### Work to be completed
Your answer should be the lines below from the one with "Phrase: wooden shelf" to the one with "Phrase: tree foliage", both included, given again exactly and with nothing added.

### Exercise data
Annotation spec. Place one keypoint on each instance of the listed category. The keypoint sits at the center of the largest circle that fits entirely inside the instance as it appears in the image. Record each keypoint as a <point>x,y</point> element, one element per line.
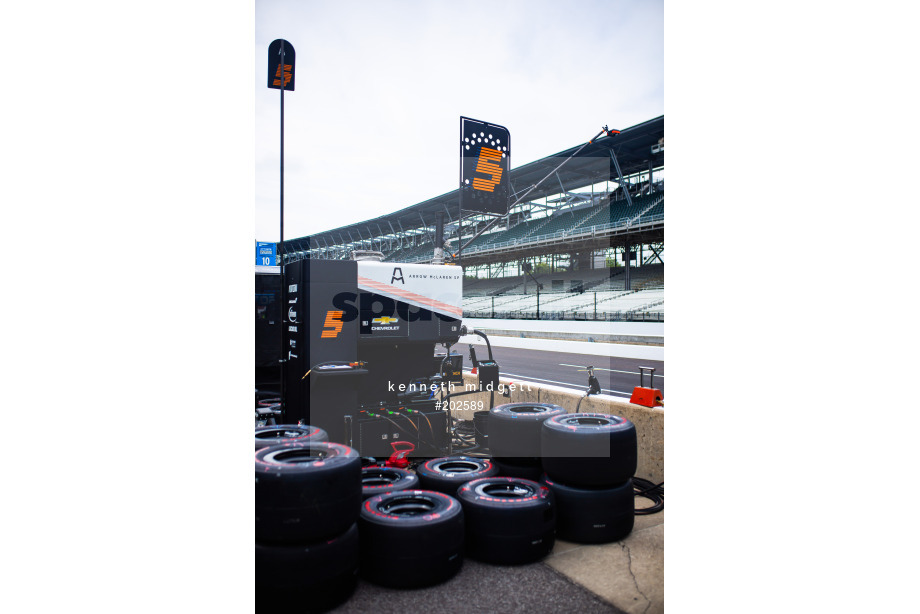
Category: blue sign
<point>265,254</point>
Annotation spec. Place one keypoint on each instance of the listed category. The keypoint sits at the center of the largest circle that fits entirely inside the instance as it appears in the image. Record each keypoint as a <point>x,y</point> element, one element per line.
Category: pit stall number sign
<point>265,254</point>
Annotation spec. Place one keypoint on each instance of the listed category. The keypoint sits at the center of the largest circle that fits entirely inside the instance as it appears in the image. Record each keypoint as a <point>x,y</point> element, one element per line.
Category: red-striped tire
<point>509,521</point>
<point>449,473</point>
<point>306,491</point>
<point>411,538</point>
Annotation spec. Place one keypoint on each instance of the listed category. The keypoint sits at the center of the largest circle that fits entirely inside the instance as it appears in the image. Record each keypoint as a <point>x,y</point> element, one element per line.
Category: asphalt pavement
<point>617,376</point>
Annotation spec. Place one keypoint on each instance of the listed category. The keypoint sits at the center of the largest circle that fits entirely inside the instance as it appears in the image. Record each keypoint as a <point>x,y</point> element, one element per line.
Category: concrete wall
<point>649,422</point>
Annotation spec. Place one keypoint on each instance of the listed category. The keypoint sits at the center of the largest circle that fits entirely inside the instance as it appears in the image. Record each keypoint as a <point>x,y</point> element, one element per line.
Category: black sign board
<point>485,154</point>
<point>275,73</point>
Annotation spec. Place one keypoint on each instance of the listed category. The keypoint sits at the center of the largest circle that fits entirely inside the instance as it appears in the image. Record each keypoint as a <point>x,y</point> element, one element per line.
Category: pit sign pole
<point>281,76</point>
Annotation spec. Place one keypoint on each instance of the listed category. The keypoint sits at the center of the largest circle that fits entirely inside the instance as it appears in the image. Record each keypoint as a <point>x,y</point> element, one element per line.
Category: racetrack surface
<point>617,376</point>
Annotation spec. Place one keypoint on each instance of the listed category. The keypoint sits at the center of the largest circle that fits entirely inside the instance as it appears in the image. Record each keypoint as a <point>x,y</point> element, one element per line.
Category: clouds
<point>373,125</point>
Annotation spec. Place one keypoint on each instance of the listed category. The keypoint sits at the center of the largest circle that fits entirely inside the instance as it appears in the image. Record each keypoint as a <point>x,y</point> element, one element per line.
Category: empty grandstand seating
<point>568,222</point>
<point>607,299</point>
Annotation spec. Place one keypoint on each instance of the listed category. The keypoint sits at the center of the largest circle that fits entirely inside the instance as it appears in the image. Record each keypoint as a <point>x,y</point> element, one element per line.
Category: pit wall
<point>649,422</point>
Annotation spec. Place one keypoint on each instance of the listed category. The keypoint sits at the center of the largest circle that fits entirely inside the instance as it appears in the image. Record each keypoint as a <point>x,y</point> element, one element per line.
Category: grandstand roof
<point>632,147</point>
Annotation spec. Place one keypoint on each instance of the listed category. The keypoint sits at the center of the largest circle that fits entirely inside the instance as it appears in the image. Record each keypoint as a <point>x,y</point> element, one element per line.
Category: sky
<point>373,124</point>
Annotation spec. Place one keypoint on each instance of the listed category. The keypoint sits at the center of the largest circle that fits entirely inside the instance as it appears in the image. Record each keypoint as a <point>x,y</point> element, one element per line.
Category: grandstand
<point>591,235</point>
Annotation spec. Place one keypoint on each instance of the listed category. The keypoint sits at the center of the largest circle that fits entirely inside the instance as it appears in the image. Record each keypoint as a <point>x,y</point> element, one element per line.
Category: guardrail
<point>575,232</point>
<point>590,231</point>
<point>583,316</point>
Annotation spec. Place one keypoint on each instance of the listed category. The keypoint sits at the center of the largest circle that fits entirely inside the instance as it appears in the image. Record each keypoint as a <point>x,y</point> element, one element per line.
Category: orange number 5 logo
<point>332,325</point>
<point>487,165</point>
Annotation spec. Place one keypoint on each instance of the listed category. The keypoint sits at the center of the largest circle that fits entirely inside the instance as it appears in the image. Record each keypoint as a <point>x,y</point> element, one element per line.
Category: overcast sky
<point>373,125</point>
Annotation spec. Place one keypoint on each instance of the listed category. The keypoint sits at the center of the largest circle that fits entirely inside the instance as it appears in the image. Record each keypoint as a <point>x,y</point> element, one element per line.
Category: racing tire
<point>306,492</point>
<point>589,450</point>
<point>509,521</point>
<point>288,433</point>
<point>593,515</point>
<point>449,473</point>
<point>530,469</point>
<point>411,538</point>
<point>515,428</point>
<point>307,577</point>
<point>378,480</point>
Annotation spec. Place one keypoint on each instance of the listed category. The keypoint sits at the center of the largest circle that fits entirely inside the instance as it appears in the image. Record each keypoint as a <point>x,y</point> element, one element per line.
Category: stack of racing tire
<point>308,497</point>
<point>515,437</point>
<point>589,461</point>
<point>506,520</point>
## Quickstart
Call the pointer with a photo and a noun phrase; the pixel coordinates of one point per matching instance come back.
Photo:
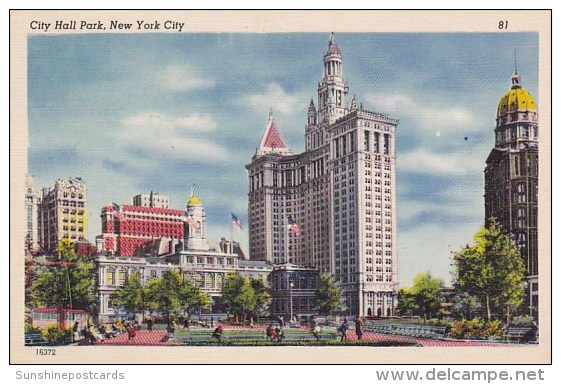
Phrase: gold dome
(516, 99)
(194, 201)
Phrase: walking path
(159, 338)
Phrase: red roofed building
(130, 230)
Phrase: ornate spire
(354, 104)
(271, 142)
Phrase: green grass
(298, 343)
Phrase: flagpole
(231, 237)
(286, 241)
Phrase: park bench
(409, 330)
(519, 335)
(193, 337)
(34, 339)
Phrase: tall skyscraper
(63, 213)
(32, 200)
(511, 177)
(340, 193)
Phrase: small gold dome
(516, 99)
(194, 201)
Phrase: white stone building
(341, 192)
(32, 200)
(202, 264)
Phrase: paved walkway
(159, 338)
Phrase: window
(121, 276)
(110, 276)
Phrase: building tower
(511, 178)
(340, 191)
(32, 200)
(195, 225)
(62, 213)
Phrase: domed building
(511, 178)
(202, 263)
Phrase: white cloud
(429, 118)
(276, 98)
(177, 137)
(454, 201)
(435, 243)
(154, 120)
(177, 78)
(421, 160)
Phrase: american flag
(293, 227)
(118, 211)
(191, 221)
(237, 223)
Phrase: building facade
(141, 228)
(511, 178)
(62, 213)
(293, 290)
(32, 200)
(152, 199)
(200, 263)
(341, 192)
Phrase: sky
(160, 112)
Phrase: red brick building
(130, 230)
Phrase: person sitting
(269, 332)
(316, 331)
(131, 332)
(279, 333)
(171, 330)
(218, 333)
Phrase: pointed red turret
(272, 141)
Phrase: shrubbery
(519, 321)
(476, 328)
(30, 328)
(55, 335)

...

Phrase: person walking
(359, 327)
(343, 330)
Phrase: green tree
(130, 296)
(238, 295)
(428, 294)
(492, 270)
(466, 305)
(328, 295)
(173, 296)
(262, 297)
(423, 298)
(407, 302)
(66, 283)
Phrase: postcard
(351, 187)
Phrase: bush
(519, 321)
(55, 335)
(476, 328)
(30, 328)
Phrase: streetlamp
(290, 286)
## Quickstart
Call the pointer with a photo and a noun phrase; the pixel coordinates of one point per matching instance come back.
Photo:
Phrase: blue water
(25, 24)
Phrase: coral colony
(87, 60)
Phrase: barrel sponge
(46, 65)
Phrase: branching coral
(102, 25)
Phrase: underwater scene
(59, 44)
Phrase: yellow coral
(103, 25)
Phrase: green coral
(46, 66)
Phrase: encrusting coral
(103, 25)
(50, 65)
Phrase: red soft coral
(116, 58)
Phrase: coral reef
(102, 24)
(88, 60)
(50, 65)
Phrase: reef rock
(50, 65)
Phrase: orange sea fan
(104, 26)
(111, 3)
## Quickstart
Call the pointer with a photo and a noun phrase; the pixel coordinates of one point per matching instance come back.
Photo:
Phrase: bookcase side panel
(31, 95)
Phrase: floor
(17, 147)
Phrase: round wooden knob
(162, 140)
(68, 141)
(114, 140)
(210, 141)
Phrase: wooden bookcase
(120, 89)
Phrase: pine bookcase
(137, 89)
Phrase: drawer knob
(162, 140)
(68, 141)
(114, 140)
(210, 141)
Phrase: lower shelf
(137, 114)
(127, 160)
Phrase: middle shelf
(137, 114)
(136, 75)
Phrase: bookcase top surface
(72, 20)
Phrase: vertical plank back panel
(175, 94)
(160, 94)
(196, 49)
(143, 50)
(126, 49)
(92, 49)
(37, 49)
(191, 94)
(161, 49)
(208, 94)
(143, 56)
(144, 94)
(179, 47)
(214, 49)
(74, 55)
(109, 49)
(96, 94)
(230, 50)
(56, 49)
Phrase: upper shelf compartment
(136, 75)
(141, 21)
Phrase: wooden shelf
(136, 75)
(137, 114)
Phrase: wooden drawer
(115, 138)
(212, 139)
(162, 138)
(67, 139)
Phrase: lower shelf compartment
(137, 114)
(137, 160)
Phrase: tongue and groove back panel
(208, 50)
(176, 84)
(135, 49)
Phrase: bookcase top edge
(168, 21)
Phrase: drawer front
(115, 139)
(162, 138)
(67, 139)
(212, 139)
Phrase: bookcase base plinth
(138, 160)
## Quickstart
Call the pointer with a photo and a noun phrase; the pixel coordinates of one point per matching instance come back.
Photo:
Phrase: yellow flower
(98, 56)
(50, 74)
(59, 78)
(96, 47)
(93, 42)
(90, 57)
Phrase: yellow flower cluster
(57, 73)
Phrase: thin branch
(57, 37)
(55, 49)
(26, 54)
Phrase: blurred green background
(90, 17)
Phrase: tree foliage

==

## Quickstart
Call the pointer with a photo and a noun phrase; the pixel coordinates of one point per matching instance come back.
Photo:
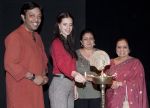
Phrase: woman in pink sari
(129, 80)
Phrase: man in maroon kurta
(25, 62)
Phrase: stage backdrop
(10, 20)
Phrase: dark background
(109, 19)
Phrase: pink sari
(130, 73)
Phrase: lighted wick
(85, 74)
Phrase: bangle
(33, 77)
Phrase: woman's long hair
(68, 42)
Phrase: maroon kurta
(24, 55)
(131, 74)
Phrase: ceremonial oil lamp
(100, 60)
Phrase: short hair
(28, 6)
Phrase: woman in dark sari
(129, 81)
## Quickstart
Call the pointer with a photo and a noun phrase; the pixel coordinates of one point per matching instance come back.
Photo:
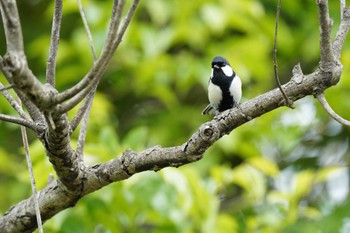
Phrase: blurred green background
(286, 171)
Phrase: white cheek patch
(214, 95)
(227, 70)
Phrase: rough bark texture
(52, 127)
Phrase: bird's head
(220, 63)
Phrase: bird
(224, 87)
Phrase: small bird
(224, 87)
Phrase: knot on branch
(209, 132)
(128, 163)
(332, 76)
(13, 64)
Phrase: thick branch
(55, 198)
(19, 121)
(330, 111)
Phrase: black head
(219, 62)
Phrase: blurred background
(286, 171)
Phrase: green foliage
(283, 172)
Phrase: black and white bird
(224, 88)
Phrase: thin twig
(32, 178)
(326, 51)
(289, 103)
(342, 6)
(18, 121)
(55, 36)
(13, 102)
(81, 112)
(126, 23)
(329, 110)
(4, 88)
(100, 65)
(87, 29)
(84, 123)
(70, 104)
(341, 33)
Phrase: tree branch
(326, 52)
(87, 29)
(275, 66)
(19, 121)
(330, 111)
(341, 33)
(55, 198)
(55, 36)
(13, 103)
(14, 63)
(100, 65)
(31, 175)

### Result
Phrase: wooden shelf
(136, 75)
(137, 114)
Phrase: wooden drawer
(115, 138)
(212, 139)
(162, 138)
(67, 139)
Phrase: lower shelf compartment
(137, 114)
(137, 160)
Phrase: tongue and groove back panel
(208, 50)
(176, 84)
(135, 49)
Phrase: bookcase top edge
(168, 21)
Phrase: drawer front
(115, 139)
(162, 138)
(67, 139)
(212, 139)
Phrase: bookcase base plinth
(138, 160)
## Quickstart
Call the pointer with a photo and a noun phrase; the pixel coordinates of one point per matching instance come back.
Photo:
Phrase: yellow flower
(98, 56)
(50, 74)
(59, 78)
(96, 47)
(93, 42)
(90, 57)
Phrase: yellow flower cluster
(57, 73)
Phrase: thin branch
(57, 37)
(55, 49)
(26, 54)
Phrase: blurred green background
(90, 17)
Phrase: tree foliage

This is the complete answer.